Turn every line of the entries below into a Markdown table with two columns, Row and Entry line, numbering the rows in order and leaving out blank lines.
[Start]
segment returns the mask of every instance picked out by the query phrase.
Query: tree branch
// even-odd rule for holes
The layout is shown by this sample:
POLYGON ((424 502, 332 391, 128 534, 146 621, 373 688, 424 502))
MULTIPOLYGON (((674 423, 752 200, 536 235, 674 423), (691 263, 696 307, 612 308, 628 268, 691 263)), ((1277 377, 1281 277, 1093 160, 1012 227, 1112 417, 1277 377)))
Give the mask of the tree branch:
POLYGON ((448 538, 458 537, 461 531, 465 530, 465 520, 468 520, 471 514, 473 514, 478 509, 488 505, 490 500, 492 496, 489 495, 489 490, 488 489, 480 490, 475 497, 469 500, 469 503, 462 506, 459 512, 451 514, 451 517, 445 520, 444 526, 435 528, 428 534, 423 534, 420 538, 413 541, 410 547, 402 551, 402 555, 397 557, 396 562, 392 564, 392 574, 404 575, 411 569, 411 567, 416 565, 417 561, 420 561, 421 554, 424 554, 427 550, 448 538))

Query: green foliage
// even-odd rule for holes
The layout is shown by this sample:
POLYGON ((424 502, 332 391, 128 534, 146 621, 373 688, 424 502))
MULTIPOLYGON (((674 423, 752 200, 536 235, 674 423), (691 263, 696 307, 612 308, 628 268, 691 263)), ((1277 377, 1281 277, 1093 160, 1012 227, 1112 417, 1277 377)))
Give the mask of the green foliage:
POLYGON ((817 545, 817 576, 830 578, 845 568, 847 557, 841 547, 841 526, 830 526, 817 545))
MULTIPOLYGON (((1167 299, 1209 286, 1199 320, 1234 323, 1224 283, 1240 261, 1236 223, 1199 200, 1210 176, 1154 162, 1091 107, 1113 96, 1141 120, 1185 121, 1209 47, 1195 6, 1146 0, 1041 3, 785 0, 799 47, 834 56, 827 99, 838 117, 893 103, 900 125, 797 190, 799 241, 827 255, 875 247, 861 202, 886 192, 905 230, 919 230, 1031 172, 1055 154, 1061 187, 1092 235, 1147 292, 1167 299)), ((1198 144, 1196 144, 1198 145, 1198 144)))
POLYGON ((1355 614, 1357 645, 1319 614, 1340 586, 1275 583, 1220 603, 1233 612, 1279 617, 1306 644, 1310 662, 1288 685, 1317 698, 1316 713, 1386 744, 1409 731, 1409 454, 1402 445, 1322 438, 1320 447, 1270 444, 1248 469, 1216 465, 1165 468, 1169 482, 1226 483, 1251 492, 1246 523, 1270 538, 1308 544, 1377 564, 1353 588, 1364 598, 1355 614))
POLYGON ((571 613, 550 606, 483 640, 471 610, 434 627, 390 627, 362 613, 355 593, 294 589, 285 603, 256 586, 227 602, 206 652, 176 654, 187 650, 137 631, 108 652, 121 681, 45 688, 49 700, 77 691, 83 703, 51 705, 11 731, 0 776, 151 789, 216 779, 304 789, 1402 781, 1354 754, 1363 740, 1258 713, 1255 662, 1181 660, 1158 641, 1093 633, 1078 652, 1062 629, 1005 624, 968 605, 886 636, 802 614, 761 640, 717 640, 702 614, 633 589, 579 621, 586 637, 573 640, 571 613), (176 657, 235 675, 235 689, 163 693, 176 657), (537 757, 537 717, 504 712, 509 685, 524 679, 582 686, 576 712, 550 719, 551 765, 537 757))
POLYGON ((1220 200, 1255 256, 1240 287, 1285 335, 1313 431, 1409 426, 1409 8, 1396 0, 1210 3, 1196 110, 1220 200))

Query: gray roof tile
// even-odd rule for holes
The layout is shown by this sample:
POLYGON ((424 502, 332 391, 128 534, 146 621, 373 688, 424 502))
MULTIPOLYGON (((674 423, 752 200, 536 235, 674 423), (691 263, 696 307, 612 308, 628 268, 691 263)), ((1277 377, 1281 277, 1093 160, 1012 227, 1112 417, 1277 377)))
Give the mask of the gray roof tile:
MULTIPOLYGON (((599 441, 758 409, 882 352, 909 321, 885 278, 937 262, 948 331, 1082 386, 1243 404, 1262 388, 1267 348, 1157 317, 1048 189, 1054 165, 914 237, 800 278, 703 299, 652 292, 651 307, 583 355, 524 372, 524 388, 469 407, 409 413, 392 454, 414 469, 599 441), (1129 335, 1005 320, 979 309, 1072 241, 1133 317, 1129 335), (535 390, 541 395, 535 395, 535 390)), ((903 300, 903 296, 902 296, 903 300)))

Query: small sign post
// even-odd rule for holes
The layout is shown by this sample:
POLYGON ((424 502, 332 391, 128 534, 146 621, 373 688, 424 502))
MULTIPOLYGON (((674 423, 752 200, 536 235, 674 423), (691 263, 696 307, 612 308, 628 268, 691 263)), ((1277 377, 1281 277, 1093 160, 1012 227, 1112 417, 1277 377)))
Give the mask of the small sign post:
[End]
- SOLUTION TO THIS TASK -
| Row | Entry line |
|---|---|
| 1 | segment returns the mask of every instance picked out by the query phrase. |
| 2 | Query: tree branch |
| 3 | // even-odd rule for holes |
| 4 | The layout is shown by this sample: |
| 5 | POLYGON ((424 502, 332 391, 128 534, 146 621, 373 688, 424 502)) |
| 6 | MULTIPOLYGON (((674 423, 752 200, 536 235, 674 423), (691 263, 696 307, 612 308, 628 268, 691 263)), ((1277 377, 1281 277, 1093 160, 1012 227, 1112 417, 1277 377))) |
| 7 | Give the mask of the tree branch: |
| 8 | POLYGON ((448 538, 458 537, 461 531, 465 530, 465 520, 468 520, 471 514, 473 514, 478 509, 488 505, 490 500, 492 496, 489 495, 489 490, 488 489, 480 490, 475 497, 469 500, 469 503, 462 506, 459 512, 451 514, 451 517, 445 520, 444 526, 435 528, 428 534, 423 534, 420 538, 413 541, 410 547, 402 551, 402 555, 397 557, 396 562, 392 564, 392 574, 404 575, 411 569, 411 567, 416 565, 417 561, 420 561, 421 554, 424 554, 427 550, 448 538)) |
| 9 | Query: green foliage |
| 10 | // even-odd rule for holes |
| 11 | The layout is shown by this sample: |
| 12 | POLYGON ((424 502, 332 391, 128 534, 146 621, 373 688, 424 502)) |
| 13 | MULTIPOLYGON (((674 423, 752 200, 536 235, 674 423), (691 263, 696 307, 612 308, 628 268, 691 263)), ((1277 377, 1281 277, 1093 160, 1012 227, 1112 417, 1277 377))) |
| 14 | Give the mask of the green foliage: |
| 15 | POLYGON ((817 545, 817 576, 830 578, 845 568, 847 557, 841 547, 841 526, 830 526, 817 545)) |
| 16 | MULTIPOLYGON (((1167 299, 1209 286, 1199 320, 1234 323, 1224 283, 1240 261, 1236 223, 1199 200, 1210 176, 1154 162, 1091 107, 1113 96, 1141 120, 1185 121, 1209 47, 1195 6, 1146 0, 1041 3, 785 0, 799 47, 834 56, 827 99, 838 117, 893 103, 900 125, 797 190, 799 241, 827 255, 875 247, 861 202, 886 192, 905 230, 919 230, 1031 172, 1055 154, 1061 187, 1092 235, 1147 292, 1167 299)), ((1198 144, 1196 144, 1198 145, 1198 144))) |
| 17 | POLYGON ((1355 614, 1357 645, 1319 614, 1340 586, 1275 583, 1220 603, 1233 612, 1279 617, 1306 644, 1310 662, 1288 685, 1317 698, 1316 713, 1386 744, 1409 731, 1409 454, 1402 445, 1322 438, 1320 447, 1270 444, 1248 469, 1216 465, 1165 468, 1169 482, 1226 483, 1251 492, 1246 523, 1270 538, 1308 544, 1377 564, 1353 588, 1364 598, 1355 614)) |
| 18 | POLYGON ((571 613, 550 606, 483 640, 471 610, 434 627, 390 627, 362 613, 355 593, 294 589, 285 603, 256 586, 227 602, 206 652, 176 654, 187 650, 137 631, 108 652, 121 681, 45 688, 49 700, 77 691, 83 703, 51 705, 11 731, 0 776, 151 789, 216 779, 304 789, 1402 781, 1354 754, 1363 740, 1258 713, 1255 662, 1181 660, 1158 641, 1093 633, 1078 652, 1062 629, 1005 624, 968 605, 886 636, 802 614, 761 640, 717 640, 702 614, 633 589, 579 621, 586 637, 573 640, 571 613), (176 657, 235 675, 235 689, 163 693, 176 657), (537 757, 537 717, 504 712, 509 685, 524 679, 582 686, 576 712, 550 719, 551 765, 537 757)) |
| 19 | POLYGON ((1220 200, 1255 256, 1240 287, 1285 335, 1313 431, 1409 426, 1409 8, 1396 0, 1210 3, 1196 110, 1220 200)) |
| 20 | Query: gray roof tile |
| 21 | // even-odd rule for holes |
| 22 | The layout is shown by this sample: |
| 23 | POLYGON ((424 502, 332 391, 128 534, 146 621, 373 688, 424 502)) |
| 24 | MULTIPOLYGON (((674 423, 752 200, 536 235, 674 423), (691 263, 696 307, 612 308, 628 268, 691 263)), ((1277 377, 1281 277, 1093 160, 1012 227, 1112 417, 1277 377))) |
| 25 | Give the mask of the gray roof tile: |
| 26 | MULTIPOLYGON (((599 441, 758 409, 882 352, 909 321, 885 278, 937 262, 948 331, 1082 386, 1243 404, 1262 388, 1267 348, 1157 317, 1048 189, 1054 165, 914 237, 800 278, 703 299, 652 292, 651 307, 583 355, 524 372, 524 388, 469 407, 409 413, 392 454, 414 469, 599 441), (1129 335, 1005 320, 979 309, 1072 241, 1133 317, 1129 335), (535 390, 541 395, 535 395, 535 390)), ((903 300, 903 296, 902 296, 903 300))) |
| 27 | Query: small sign post |
| 28 | // even-odd rule for holes |
| 29 | The layout is shown by this sample: |
| 30 | POLYGON ((424 502, 332 391, 128 534, 146 621, 373 688, 424 502)) |
| 31 | MULTIPOLYGON (((674 423, 752 200, 536 235, 674 423), (691 263, 696 307, 612 308, 628 268, 691 263)), ((1277 377, 1281 277, 1093 160, 1012 227, 1112 417, 1277 377))) |
| 32 | Give the mask of the small sign post: |